文書抜粋:

帝国の為の“人権”戦士
Glen Ford
2012年2月17日
"BAR"
ジョージ・ブッシュの“愚劣な”戦争を、バラク・オバマが、狡賢くアップグレードした“人道的”介入という錦の御旗の下、2003年3月のイラク侵略以来最大の帝国主義的攻撃は全開状態にある。“人道的”対シリア軍事攻撃に対する、リビア式の国連安全保障理事会によるイチジクの葉を手に入れ損ねたので、アメリカ合州国は、苦もなく“国連体制の外で”NATO/ペルシャ湾王族/聖戦戦士連合を拡張するための世界規模のキャンペーンに切り換えた。次ぎの目的地は、2月24日、ワシントンの同盟諸国が“シリアの友人”として、ナイフを研ぐために集まるチュニジアだ。これは、シリア主権に対する海賊的攻撃用の臨時同盟の精緻化を意味する軍閥言い換え用語である“友人”会員と、友人連中の“命令”を具体化すべく、アメリカ国務省が、動員したものだ。
アムネスティー・インターナショナルとヒューマンライツ・ウォッチは、お仲間の山師連中とビールを飲み干している。過去と現在の帝国の腹に本拠を置くこれら“人権”戦士達の胸は、帝国の事業の正当性に対する“左翼の”貢献、超大国のリビア侵略へのプロパガンダ・サービスに対して受けた勲章で輝いている。ロンドンに本拠を置くアムネスティー・インターナショナルは、ワシントン、パリ、ロンドンとリヤドとドーハの帝国豚舎から聞こえてくる戦争ヒステリーに同調して、“人類に対する犯罪”だとシリアを罵り、ロシアと中国を安全保障理事会で拒否権を行使したことを、シリア国民を“裏切った”として非難するための世界的な“行動の日”を催した。ニューヨークに本拠を置くヒューマンライツ・ウォッチは、モスクワと北京の行為を、“扇動”だとして非難した。 まるで、現在シリアで活動している何百人もの歴戦のリビア人サラフィ主義戦士を含め、聖戦戦士連中に武器を供与し、資金を提供して、中東とアフリカに火を放ったのが、帝国とその同盟諸国ではないかのように。

位置ラベリング記録
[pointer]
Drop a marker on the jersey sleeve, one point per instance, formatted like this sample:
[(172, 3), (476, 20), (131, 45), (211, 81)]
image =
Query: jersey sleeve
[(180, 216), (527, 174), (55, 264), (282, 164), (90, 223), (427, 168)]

課題と演習:
a) 上の位置ラベリングの一覧を、すべての行を一字も変えずにそのまま書き写しなさい。
b) 対シリア介入と人権団体を論じた文章を、示されている最後の文の後から書き進めなさい。

解答例:
a)
[pointer]
Drop a marker on the jersey sleeve, one point per instance, formatted like this sample:
[(172, 3), (476, 20), (131, 45), (211, 81)]
image =
Query: jersey sleeve
[(180, 216), (527, 174), (55, 264), (282, 164), (90, 223), (427, 168)]

b)
オバマによる“知的”(“愚劣な”の対比としての)帝国が後見する下、フランス等の植民地支配虐殺者連中が、今“恥ずべき虐殺が行われている地帯に、NGOが入れるようにするため”シリア内に“人道回廊”を設けることを提案している。現在シリアを包囲しているまさにその“友人達”から、武器を与えられ、資金援助を受けている民兵連中によって、サハラ以南のアフリカ諸国の人々や、黒人のリビア人が虐殺されていたさなかには、リビアにそのような回廊を設けることを、NATOはにべもなく拒否していた。
トルコは、シリアとの国境沿い、シリア領土内に、シリア軍脱走兵武器を供与し、訓練し、駆け込み寺とするための人道的“緩衝地帯”を作るという構想を、当面は拒否したと主張している。実際には、国境に集中しているシリア軍兵士と機甲部隊が、そのような“緩衝地帯”の設置を阻止したのだ。NATOによって“保護される”べき“解放地域”、あるいは、アメリカが支援する勢力の凝集を設置することの大胆な婉曲表現だ。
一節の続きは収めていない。